HOW TO COMPLETE THIS TASK —
Every line of the material is to be duplicated precisely.

RECORDS SHOWN —
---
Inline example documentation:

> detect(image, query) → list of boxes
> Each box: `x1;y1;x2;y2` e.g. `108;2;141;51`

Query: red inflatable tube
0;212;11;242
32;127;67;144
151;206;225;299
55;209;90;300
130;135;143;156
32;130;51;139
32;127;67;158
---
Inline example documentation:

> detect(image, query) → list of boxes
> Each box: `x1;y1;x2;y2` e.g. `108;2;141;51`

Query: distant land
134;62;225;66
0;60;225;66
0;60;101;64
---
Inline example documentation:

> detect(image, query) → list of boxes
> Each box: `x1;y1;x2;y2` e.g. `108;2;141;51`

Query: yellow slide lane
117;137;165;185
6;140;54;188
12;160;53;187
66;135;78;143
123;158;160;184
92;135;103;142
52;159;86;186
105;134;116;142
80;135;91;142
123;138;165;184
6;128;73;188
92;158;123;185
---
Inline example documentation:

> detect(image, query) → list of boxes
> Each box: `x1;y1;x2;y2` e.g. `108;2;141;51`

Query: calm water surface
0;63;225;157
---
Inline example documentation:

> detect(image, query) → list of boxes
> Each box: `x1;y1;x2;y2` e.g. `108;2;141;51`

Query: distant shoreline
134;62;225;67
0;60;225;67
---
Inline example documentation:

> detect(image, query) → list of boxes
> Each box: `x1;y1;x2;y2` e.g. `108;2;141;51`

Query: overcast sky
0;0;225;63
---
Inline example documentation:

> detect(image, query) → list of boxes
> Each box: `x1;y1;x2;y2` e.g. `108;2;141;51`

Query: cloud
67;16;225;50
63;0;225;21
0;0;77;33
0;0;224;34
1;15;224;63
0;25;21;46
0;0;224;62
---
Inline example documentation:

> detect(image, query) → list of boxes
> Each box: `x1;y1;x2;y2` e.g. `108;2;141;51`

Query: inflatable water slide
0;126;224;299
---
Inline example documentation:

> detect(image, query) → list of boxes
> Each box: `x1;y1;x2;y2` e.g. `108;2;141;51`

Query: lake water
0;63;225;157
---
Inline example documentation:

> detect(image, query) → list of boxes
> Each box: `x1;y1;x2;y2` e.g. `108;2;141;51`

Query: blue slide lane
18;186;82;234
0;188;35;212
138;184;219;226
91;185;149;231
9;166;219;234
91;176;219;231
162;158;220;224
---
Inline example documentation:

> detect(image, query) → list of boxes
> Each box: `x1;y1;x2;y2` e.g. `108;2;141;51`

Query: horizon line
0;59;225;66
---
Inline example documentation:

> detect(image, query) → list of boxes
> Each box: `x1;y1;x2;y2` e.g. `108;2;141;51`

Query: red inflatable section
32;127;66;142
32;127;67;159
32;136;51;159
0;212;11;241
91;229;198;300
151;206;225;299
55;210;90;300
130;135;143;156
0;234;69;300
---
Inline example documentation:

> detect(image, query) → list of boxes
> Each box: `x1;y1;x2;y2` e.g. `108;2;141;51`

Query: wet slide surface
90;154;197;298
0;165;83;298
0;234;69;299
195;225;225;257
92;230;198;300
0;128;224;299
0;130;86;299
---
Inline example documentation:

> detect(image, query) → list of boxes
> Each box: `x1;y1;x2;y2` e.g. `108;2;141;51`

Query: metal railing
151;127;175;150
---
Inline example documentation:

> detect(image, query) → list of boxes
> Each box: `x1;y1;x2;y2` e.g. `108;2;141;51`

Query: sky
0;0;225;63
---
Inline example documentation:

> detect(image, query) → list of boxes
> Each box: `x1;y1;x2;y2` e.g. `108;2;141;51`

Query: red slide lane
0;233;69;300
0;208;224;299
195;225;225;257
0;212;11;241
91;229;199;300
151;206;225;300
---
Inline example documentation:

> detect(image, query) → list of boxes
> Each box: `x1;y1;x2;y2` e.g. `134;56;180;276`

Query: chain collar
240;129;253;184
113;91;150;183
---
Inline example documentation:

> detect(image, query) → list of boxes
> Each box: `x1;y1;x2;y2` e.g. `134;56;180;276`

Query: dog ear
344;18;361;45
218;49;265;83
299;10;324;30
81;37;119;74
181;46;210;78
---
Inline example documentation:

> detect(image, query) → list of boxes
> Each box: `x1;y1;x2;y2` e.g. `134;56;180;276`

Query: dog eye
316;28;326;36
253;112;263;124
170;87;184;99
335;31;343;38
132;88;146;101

WRITTEN SOLUTION —
---
Inline example documentation:

> detect(image, query) → list of boxes
> Each box: `x1;y1;x2;y2` e.g. `108;2;141;51`

Query: red inflatable tube
0;212;11;242
32;127;67;144
151;206;225;299
55;209;90;300
130;135;143;156
32;130;51;139
32;127;67;158
---
Inline example documentation:

> detect(image, query) → list of boxes
> Each box: `x1;y1;x2;y2` e.g. `108;2;141;51`

Query: distant land
134;62;225;66
0;60;225;66
0;60;101;64
---
Inline example documentation:

> detect(image, query) → list of boxes
> Each box: `x1;y1;x2;y2` e.g. `108;2;141;51`

Query: yellow slide lane
117;137;165;185
6;140;54;188
12;160;53;187
66;135;78;143
123;158;160;184
92;135;103;142
52;159;86;186
105;134;116;142
80;135;91;142
123;138;165;184
6;128;73;188
92;158;123;185
---
Inline example documentation:

> detect(image, query) → list of boxes
> Each box: `x1;y1;x2;y2` e.g. `108;2;141;51`

Query: calm water surface
0;63;225;157
---
Inline example documentation:

> detect(image, query) → list of boxes
> Each box: `x1;y1;x2;y2` e.g. `108;2;141;51`

Query: distant shoreline
134;62;225;67
0;60;225;67
---
Inline example documentation:

> detect(image, query) → list of boxes
> Each box: `x1;y1;x2;y2` e.g. `108;2;141;51`

Query: overcast sky
0;0;225;63
---
Inline example documentation:

> detect(image, query) → list of boxes
> Each box: `x1;y1;x2;y2` e.g. `108;2;141;51`

Query: cloud
67;16;225;50
63;0;225;21
0;0;77;33
0;0;224;34
1;15;224;63
0;25;21;46
0;0;224;62
---
Inline example documentation:

> detect(image, query) → list of boxes
> Each box: `x1;y1;x2;y2` e.g. `108;2;141;51`

Query: inflatable water slide
0;126;224;299
---
Inline example documentation:

> detect(image, query) → list of boxes
> Each box: `x1;y1;x2;y2` e.g. `108;2;141;51`

Query: lake water
0;63;225;157
---
Inline example documentation:

> detect(image, query) → list of boxes
> Each box: `x1;y1;x2;y2` e.g. `108;2;141;51`

Query: blue slide lane
18;186;82;234
0;188;35;212
138;184;219;226
91;185;149;231
9;166;219;234
91;176;219;231
162;158;220;224
---
Inline example documentation:

> detect(image, query) → list of boxes
> Each box: `x1;y1;x2;y2` e.g. `108;2;141;51`

Query: horizon line
0;59;225;66
---
Inline example documentation:

> detect(image, query) → list of boxes
> Each box: `x1;y1;x2;y2` e.g. `108;2;141;51`

Query: red inflatable section
32;127;66;142
32;127;67;159
32;136;51;159
0;212;11;241
91;229;198;300
151;206;225;299
55;210;90;300
130;135;143;156
0;234;69;300
---
Inline example documentation:

> detect(image, query) → list of boxes
> Each box: `x1;y1;x2;y2` e.g. `108;2;141;51`

Query: wet slide surface
90;154;197;298
0;165;83;298
0;234;69;299
195;225;225;257
92;230;198;300
0;128;224;299
0;130;86;299
---
Inline example documentation:

> detect(image, query) → list of boxes
> Each box: `x1;y1;x2;y2` e.g. `108;2;141;51`

Query: metal railing
151;127;175;150
---
Inline example documentation:

> detect(image, query) → list of boxes
> Each box: `x1;y1;x2;y2` e.g. `108;2;141;51`

Query: sky
0;0;225;63
---
Inline example documentation:

> detect(image, query) → list of boxes
> Each box: `x1;y1;x2;y2` e.g. `108;2;141;51`

Query: red slide lane
0;233;69;300
0;208;224;299
195;225;225;257
0;212;11;241
91;229;199;300
151;206;225;300
---
Inline example documentation:

> detect(image, query) → list of boxes
> Each box: `x1;y1;x2;y2` e.g. `134;56;180;276`

Query: chain collar
240;129;253;184
113;91;150;183
---
Inline example documentation:

> detect(image, query) → list of boxes
> Each box: `x1;y1;x2;y2` e.g. `134;56;180;276`

Query: dog ear
344;18;361;45
218;49;265;83
299;10;324;30
81;37;119;74
181;46;210;78
---
Inline example documentation:

> detect(image, query) → list of boxes
> Each box: `x1;y1;x2;y2` e.g. `134;56;180;276`

Query: dog eye
316;28;326;36
253;112;263;124
170;87;184;99
335;31;343;38
132;88;146;101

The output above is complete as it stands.